[TASK INSTRUCTIONS]
(a) According to the article on sound-frequency tuning in single neurons, how narrow a frequency range can a single human auditory neuron respond to?
(b) Pick up the article on sound-frequency tuning in single neurons where it stops and continue it.

[SELECTED EXTRACT]
:::::

The human ear is exquisitely tuned to discern different sound frequencies, whether such tones are high or low, near or far. But the ability of our ears pales in comparison to the remarkable knack of single neurons in the brain to distinguish between the very subtlest of sound frequencies.
Reporting in the January 10 issue of the journal Nature, Dr. Itzhak Fried, a professor of neurosurgery and director of the epilepsy surgery program, and colleagues at the Hebrew University in Jerusalem and the Weizmann Institute of Science, show that in humans, a single auditory neuron in the brain exhibits an amazing selectivity to a very narrow sound frequency range, roughly down to a tenth of an octave. In fact, the ability of these neurons to detect the slightest of differences in sound frequencies far exceeds that of the auditory nerve that carries information from the hair cells of the inner ear to the cortex as much as 30 times more sensitivity. Indeed, such frequency tuning in the human auditory cortex is substantially superior to that typically found in the auditory cortex of non-human mammals, with the exception of bats.
It is quite a paradox, the researchers note, in that even musically untrained people can detect very small sound frequency differences, much better than the resolution of the peripheral auditory nerves. This is very different from other peripheral nerves, such as those in the skin, where the human ability to detect differences between two points (say from the prick of a needle) is limited by the receptors in the skin. Not so in hearing.

:::::

[SOURCE DATA]
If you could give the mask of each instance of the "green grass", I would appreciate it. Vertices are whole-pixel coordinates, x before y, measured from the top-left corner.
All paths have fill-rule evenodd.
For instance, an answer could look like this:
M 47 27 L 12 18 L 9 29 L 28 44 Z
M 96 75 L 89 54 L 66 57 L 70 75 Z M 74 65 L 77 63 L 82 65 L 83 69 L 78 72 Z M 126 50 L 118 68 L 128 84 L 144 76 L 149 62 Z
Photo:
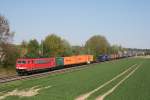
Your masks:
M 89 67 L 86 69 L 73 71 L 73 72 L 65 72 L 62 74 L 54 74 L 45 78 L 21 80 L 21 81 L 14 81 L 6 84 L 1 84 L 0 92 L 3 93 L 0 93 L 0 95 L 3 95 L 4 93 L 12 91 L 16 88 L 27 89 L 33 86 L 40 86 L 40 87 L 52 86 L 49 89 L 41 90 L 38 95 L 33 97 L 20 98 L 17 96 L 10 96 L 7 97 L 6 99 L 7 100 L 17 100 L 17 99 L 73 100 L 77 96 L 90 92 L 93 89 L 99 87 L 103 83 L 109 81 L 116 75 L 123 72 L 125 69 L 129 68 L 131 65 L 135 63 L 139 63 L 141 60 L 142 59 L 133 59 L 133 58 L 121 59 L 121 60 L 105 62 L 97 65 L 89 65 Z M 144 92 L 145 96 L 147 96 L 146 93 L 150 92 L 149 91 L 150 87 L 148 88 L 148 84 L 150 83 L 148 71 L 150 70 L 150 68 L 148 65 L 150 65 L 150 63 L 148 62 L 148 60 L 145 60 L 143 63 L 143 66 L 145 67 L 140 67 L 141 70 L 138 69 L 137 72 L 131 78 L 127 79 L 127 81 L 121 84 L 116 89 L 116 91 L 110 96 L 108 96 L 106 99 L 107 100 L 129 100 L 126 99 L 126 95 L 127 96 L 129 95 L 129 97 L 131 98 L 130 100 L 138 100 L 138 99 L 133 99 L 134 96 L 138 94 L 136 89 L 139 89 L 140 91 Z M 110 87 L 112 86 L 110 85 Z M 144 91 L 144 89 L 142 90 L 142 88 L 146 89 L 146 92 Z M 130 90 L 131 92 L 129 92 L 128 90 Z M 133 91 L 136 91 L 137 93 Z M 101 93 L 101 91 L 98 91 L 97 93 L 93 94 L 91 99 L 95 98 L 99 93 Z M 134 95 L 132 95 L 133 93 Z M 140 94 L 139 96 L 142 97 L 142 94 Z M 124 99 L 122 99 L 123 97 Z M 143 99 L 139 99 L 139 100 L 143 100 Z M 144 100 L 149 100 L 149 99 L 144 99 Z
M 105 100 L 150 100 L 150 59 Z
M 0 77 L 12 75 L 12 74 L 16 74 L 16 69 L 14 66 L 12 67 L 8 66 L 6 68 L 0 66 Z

:::::

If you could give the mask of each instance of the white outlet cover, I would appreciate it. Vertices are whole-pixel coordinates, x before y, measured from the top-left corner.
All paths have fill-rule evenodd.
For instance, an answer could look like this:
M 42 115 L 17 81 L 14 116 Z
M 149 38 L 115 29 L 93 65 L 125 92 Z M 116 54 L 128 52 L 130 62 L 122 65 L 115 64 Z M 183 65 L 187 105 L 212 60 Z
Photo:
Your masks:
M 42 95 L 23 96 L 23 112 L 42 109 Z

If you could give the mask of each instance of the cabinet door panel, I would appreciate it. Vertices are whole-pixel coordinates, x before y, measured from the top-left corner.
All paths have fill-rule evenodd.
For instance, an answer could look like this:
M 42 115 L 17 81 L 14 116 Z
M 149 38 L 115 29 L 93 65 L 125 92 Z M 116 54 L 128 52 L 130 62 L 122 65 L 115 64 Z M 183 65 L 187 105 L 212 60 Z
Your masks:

:::::

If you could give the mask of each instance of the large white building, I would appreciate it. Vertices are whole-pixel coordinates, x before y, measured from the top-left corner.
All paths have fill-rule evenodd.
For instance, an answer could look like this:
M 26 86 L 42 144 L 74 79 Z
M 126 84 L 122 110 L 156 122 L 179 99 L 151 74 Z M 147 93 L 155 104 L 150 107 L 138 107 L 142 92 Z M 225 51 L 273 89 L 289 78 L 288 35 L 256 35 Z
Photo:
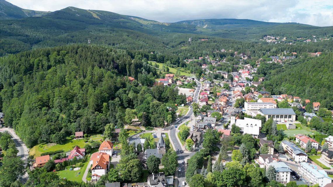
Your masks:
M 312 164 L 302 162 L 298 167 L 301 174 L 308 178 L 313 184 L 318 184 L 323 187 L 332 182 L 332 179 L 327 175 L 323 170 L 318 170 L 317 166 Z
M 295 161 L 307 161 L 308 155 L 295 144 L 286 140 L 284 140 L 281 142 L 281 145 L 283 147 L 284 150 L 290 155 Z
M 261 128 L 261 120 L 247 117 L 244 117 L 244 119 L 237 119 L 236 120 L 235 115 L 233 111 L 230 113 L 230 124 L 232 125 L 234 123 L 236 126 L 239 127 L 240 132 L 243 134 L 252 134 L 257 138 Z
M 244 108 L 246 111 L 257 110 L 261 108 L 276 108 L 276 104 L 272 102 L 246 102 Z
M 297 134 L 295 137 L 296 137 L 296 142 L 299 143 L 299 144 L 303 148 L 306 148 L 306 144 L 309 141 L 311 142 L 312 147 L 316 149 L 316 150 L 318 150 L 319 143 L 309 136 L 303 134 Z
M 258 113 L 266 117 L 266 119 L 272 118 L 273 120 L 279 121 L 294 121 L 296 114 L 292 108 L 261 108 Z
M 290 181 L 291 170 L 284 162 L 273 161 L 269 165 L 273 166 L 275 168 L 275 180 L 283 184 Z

:::::

[EXPECTED RESPONSES]
(a) Roughly a tenth of an octave.

(b)
The researchers, including senior author Israel Nelken and first author Yael Bitterman from the Hebrew University, determined how neurons in the human auditory cortex responded to various sounds by taking recordings from four consenting clinical patients at the UCLA Medical Center. These patients had intractable epilepsy, and were being monitored with intracranial depth electrodes to identify the focal point of their seizures for potential surgical treatment. Using clinical criteria, electrodes were implanted bilaterally at various brain sites that were suspected to be involved in the seizures; these included the auditory cortex. The recording of brain activity was carried out while the patients listened to artificial random chords at different tones per octave, and to segments from the film The Good, the Bad and the Ugly. Thus, the sounds the patients heard were both artificial—the random chords—and more natural, the voices and noise from the movie soundtrack.
The results surprised the researchers. A single auditory neuron from humans showed an amazing sensitivity to distinguish between very subtle frequency differences, down to a tenth of an octave. This compared to a sensitivity of about one octave in the cat, about a third of an octave on average in rats, and half to one octave in the macaque.
This is remarkable selectivity, said Fried, who is also the co-director of UCLAs Seizure Disorder Center. It is indeed a mystery why such resolution in humans came to be. Why did we develop this? Such selectivity is not needed for speech comprehension, but it may have a role in musical skill. The three percent frequency differences that can be detected by single neurons may explain the fact that even musically untrained people can detect such frequency differences.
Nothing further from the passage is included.